EXERCISE DETAILS. Reproduce the data from the line with "target | wooden deck" up to and including the line with "x=56, y=342", leaving the pictures out.

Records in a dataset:
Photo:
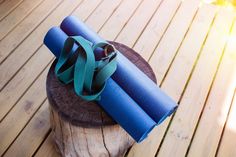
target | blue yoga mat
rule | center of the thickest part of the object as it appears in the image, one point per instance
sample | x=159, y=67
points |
x=119, y=105
x=134, y=82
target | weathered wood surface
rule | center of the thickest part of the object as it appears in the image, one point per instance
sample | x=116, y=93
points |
x=182, y=41
x=82, y=128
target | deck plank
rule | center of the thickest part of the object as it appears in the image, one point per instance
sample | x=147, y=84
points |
x=156, y=28
x=48, y=52
x=30, y=101
x=131, y=39
x=151, y=144
x=16, y=16
x=27, y=74
x=227, y=145
x=192, y=59
x=218, y=104
x=166, y=50
x=138, y=22
x=118, y=20
x=186, y=117
x=8, y=6
x=23, y=111
x=33, y=134
x=33, y=42
x=103, y=13
x=23, y=29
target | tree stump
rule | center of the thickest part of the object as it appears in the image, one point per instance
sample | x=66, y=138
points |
x=81, y=128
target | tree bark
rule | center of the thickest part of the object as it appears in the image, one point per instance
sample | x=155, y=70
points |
x=81, y=128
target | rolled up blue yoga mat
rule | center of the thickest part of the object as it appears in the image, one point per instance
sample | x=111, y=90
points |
x=119, y=105
x=134, y=82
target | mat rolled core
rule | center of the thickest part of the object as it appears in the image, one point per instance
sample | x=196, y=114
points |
x=139, y=87
x=114, y=100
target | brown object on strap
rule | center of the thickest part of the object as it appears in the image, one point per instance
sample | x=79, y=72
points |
x=82, y=128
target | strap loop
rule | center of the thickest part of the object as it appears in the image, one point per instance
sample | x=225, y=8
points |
x=79, y=65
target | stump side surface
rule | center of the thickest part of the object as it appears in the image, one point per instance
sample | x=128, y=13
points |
x=79, y=112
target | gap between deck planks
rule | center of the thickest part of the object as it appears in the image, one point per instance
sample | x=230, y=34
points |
x=16, y=16
x=7, y=6
x=124, y=27
x=29, y=105
x=217, y=105
x=182, y=127
x=27, y=26
x=227, y=145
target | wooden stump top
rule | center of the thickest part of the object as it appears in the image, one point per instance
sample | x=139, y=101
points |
x=79, y=112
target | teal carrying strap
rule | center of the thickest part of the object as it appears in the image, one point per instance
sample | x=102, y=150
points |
x=79, y=66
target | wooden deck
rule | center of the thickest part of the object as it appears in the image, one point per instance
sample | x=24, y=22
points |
x=191, y=48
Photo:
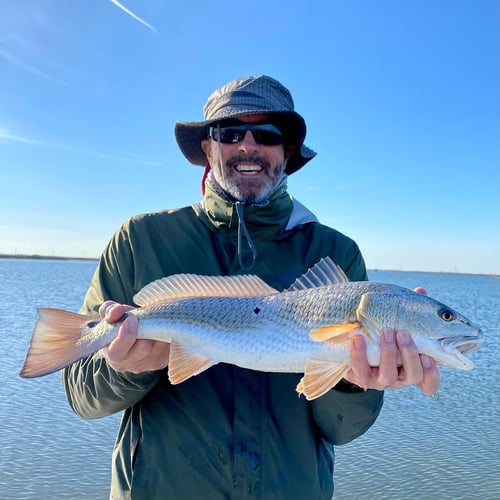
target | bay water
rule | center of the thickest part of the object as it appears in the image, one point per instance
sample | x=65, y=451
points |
x=444, y=447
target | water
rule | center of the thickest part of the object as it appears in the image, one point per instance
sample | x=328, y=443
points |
x=445, y=447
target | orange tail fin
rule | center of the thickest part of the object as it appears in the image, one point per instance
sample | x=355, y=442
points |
x=56, y=342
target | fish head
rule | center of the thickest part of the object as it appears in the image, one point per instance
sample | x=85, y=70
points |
x=437, y=329
x=440, y=331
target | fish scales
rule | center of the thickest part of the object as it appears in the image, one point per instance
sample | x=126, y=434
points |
x=243, y=321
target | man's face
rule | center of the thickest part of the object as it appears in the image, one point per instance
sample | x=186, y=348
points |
x=247, y=170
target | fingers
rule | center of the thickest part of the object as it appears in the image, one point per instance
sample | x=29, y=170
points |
x=411, y=371
x=430, y=382
x=126, y=353
x=400, y=364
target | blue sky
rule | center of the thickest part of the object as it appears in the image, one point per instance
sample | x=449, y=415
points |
x=400, y=98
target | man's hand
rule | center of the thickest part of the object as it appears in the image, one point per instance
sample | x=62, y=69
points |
x=416, y=369
x=127, y=353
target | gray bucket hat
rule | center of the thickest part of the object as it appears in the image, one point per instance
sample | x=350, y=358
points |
x=250, y=95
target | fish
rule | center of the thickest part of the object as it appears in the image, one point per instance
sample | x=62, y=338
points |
x=243, y=321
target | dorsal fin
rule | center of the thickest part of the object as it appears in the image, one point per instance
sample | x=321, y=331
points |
x=323, y=273
x=194, y=285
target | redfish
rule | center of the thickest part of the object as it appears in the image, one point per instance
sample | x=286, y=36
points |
x=243, y=321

ANSWER.
target | wooden deck
rule | center of the thickest part of the object as it appears in the image, one point per instance
sample | x=24, y=22
points |
x=191, y=48
Photo:
target | bay water
rule | center of the thickest part of the object as it appears in the image, one point per instance
sample | x=65, y=451
points |
x=444, y=447
target | water
rule | center of the thickest part of the object as it appears in the image, one point per instance
sample | x=328, y=443
points |
x=445, y=447
target | orange tail fin
rule | center of the thickest part of the object as it appears in the image, one point per instance
sample | x=355, y=442
points |
x=56, y=342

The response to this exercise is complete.